── Dataset extract

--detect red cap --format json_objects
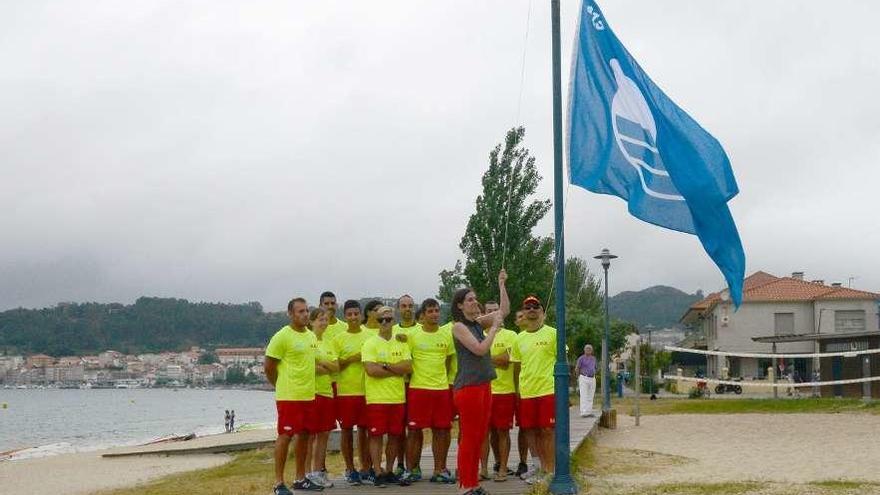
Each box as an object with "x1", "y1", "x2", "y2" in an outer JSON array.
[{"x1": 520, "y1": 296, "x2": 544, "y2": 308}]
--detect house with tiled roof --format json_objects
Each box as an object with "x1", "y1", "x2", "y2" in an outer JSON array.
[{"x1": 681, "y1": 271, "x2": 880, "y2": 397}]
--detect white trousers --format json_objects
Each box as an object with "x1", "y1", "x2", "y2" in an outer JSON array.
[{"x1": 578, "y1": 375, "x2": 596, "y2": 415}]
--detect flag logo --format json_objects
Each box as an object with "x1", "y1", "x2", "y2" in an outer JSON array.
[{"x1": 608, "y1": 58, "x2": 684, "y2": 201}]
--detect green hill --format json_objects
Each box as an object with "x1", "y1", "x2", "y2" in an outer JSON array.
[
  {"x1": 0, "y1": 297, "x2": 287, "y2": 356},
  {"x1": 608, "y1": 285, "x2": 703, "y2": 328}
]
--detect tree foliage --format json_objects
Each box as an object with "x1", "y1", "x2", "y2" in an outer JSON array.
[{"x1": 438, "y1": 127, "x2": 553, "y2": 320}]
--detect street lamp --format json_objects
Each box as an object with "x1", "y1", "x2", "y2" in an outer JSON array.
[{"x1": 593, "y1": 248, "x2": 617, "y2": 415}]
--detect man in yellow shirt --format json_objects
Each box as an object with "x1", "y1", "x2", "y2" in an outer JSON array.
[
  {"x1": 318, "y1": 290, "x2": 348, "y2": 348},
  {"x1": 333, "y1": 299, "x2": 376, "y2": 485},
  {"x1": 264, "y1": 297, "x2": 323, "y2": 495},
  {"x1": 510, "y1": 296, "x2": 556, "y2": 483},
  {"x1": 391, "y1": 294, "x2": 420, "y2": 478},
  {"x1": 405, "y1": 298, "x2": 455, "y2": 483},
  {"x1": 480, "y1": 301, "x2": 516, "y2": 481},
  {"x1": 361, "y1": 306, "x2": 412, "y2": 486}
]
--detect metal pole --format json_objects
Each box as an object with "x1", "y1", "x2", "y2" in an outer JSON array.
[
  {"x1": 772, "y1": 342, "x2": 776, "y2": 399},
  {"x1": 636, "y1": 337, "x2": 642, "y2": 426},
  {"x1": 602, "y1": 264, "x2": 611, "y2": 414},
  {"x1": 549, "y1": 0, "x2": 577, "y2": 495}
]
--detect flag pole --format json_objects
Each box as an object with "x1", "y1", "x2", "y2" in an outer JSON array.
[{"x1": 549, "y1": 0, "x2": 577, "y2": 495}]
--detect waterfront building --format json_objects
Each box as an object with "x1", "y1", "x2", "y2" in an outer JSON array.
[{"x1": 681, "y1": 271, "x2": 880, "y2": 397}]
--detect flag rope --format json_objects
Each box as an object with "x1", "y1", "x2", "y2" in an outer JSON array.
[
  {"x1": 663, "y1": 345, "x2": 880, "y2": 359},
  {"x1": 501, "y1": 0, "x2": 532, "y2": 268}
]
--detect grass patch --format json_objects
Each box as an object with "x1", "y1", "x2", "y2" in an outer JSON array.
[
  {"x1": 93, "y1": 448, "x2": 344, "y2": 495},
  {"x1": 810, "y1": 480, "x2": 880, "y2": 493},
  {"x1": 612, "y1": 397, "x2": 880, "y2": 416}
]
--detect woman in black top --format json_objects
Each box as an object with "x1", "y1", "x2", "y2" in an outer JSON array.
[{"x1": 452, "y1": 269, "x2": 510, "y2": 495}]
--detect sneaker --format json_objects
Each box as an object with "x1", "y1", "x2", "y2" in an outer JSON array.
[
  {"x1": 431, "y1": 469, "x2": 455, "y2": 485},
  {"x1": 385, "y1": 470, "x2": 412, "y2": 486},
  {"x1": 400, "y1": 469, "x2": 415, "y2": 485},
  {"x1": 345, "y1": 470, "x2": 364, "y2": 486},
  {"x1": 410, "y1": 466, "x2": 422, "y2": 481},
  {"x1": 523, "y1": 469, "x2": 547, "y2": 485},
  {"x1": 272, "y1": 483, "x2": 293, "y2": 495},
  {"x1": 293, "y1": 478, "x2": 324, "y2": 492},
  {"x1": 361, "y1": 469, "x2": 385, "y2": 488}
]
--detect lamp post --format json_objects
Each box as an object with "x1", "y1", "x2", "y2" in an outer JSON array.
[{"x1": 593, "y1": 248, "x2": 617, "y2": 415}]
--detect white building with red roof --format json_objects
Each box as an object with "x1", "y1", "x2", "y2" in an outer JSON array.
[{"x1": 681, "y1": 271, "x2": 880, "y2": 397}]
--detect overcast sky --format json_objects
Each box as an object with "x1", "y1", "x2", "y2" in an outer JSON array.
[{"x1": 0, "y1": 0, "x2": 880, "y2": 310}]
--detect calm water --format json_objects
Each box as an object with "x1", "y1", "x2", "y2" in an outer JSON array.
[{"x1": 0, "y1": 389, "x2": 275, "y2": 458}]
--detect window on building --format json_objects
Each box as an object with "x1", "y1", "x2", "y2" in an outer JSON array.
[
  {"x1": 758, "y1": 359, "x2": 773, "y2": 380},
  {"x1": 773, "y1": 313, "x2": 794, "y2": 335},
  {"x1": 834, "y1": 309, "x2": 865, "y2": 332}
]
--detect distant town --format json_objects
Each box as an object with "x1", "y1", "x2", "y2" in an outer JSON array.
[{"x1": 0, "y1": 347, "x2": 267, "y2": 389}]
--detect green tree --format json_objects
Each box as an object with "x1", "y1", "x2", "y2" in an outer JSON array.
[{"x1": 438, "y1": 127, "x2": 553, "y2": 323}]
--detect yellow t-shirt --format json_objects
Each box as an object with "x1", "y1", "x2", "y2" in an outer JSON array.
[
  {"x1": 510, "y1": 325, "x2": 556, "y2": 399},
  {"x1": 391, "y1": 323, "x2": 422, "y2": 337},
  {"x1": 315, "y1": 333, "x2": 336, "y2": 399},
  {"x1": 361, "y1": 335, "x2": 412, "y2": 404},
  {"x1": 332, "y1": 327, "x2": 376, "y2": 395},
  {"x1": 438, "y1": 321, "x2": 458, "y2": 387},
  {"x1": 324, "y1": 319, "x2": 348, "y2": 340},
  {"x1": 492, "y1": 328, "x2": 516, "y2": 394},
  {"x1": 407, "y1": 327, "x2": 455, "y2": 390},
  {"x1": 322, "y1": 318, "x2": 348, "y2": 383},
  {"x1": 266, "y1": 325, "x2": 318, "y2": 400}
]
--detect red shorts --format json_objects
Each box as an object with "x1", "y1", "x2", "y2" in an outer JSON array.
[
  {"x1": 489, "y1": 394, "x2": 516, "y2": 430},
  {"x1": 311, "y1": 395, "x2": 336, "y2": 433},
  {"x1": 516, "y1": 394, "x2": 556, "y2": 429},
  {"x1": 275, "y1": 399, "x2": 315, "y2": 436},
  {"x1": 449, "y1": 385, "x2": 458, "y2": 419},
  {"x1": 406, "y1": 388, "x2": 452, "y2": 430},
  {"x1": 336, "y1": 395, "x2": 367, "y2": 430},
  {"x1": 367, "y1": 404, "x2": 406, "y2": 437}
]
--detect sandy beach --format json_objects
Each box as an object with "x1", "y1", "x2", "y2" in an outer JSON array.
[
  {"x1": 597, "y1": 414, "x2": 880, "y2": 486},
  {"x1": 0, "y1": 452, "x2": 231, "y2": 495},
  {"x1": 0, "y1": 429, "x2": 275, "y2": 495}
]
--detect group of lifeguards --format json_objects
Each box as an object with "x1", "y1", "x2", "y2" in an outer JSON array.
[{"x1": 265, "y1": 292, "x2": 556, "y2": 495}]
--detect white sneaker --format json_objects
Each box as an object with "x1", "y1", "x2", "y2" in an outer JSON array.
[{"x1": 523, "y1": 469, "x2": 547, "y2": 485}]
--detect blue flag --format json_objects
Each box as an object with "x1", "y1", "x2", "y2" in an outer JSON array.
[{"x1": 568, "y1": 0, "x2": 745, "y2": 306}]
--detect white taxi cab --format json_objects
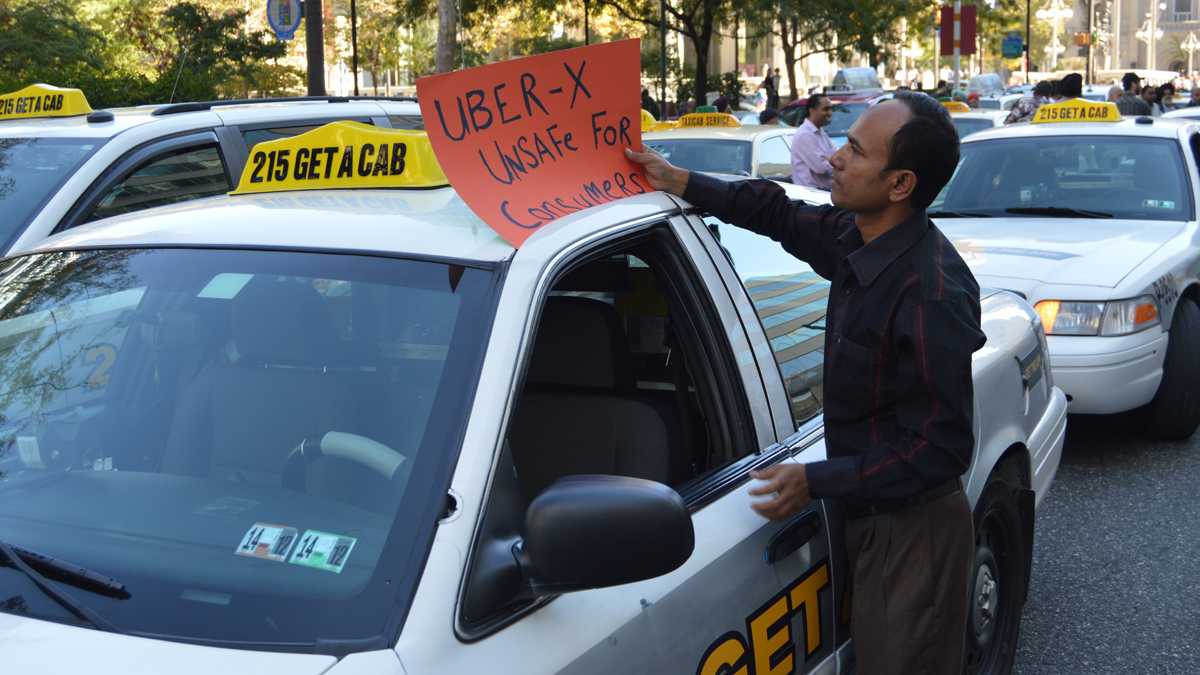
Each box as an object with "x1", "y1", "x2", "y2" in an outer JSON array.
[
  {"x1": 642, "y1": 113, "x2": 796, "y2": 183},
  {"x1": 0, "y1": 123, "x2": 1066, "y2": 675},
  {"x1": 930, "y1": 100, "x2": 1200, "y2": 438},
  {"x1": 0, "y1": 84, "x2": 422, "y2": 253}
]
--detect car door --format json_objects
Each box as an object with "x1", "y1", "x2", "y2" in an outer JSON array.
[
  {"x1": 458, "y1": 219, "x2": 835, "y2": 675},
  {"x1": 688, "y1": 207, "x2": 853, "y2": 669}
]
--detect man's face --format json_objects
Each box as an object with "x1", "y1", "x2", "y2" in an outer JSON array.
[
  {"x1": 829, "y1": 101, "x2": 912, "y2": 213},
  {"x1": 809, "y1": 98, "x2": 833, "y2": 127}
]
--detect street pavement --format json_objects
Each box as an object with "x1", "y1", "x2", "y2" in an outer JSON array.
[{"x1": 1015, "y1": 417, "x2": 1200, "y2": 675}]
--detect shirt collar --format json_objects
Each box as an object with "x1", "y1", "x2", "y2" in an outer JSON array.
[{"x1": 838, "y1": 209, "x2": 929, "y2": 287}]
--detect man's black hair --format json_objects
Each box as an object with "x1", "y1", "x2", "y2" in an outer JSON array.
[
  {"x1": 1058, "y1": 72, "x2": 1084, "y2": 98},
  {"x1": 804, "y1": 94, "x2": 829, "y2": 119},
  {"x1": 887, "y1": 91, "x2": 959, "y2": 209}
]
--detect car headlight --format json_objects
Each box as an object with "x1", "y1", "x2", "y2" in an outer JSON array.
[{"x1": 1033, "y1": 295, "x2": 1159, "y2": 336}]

────

Required task = Count the lines in the records above that contain the word "building". Give only the number.

Output of the exercise = 3